> **Task prompt**
Restate word for word the lines in the listing below, starting at the line containing "[point] utility pole" and ending at the line containing "[point] exterior wall", both included; leave out the rest.

> **Records to use**

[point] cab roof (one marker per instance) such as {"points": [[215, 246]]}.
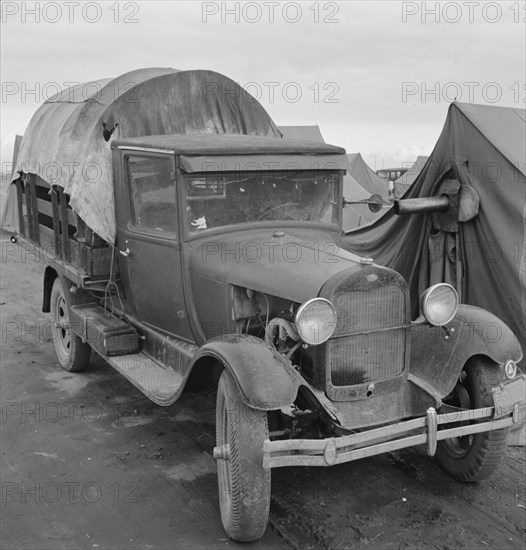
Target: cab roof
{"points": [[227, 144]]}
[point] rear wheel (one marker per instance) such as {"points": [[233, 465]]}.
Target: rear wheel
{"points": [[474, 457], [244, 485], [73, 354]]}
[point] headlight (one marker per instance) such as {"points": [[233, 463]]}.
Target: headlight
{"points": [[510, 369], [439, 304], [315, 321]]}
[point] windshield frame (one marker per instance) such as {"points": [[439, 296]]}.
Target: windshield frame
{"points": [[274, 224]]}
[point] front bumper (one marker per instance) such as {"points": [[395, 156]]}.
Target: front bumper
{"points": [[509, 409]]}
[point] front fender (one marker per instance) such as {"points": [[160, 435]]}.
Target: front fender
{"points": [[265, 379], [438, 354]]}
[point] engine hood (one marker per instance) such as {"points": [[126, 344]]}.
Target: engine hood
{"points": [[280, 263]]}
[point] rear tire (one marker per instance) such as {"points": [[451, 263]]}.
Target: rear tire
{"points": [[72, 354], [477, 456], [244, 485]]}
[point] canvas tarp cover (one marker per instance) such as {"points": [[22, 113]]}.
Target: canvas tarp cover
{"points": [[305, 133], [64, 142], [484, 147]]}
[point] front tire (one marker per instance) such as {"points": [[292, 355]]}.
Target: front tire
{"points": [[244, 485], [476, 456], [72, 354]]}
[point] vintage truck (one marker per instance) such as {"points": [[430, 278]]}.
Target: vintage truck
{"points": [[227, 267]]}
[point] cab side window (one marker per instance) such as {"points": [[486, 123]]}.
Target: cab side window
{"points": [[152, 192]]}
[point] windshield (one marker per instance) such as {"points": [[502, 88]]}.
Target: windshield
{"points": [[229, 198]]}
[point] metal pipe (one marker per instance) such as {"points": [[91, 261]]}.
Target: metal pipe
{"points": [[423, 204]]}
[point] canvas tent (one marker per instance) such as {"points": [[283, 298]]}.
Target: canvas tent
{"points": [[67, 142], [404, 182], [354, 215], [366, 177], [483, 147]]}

...

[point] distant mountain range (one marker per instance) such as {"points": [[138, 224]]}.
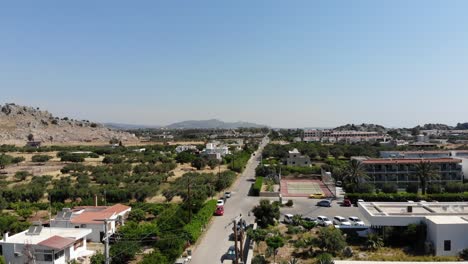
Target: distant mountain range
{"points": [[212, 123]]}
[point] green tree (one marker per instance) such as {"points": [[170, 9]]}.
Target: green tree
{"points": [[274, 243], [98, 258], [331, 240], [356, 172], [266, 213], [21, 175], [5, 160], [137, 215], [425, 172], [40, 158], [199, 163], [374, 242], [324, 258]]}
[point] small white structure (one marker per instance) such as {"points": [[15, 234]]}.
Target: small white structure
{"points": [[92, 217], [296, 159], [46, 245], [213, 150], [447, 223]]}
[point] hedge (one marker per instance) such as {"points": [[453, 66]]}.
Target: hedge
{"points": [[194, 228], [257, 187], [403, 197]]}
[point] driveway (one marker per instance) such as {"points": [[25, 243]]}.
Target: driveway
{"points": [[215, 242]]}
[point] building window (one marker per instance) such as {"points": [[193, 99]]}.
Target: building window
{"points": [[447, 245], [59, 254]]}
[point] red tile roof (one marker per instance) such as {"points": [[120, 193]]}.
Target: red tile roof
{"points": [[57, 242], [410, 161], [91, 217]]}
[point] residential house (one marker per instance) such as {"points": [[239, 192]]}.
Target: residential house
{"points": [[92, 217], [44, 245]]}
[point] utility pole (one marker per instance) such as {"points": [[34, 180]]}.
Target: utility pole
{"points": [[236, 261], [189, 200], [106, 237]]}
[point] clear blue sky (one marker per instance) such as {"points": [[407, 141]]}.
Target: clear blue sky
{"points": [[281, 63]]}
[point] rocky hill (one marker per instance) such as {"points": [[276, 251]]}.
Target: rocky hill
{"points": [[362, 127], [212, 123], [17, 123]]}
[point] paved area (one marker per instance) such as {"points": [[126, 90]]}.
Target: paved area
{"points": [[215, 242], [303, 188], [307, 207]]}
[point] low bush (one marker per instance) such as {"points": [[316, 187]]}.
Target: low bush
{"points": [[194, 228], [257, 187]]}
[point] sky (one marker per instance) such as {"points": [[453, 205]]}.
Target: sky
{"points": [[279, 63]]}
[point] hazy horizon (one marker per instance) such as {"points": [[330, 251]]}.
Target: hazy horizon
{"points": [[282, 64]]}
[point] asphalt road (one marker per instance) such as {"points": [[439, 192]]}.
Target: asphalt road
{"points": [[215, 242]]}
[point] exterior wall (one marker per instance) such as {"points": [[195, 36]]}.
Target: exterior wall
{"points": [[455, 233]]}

> **Answer box**
[point] utility pole (one marker per instance) such as {"points": [[34, 180]]}.
Target: utility pole
{"points": [[236, 261], [189, 200], [106, 237]]}
[point] clear blue sky (one marker per instance) such as {"points": [[407, 141]]}.
Target: clear blue sky
{"points": [[281, 63]]}
[point] rocky hill (one marker per instance) such as {"points": [[276, 251]]}.
Target: rocky hill
{"points": [[362, 127], [212, 123], [17, 123]]}
[point] paved area (one marker per instance) such as {"points": [[126, 90]]}.
Target: paved area
{"points": [[215, 242], [303, 188], [307, 207]]}
[point] low bush (one marker per instance) such as {"points": [[316, 187]]}.
Target: low bush
{"points": [[194, 228], [257, 187]]}
[point] sky (one marker per instance) such as {"points": [[453, 205]]}.
Target: sky
{"points": [[279, 63]]}
[point] hazy horizon (one marker per instance) such as {"points": [[330, 251]]}.
Target: hazy horizon
{"points": [[282, 64]]}
[point] asphalt road (one marker per instance) such as {"points": [[439, 192]]}.
Target: asphalt road
{"points": [[215, 242]]}
[point] exterior wall (one marker per instance) such as {"points": [[195, 36]]}.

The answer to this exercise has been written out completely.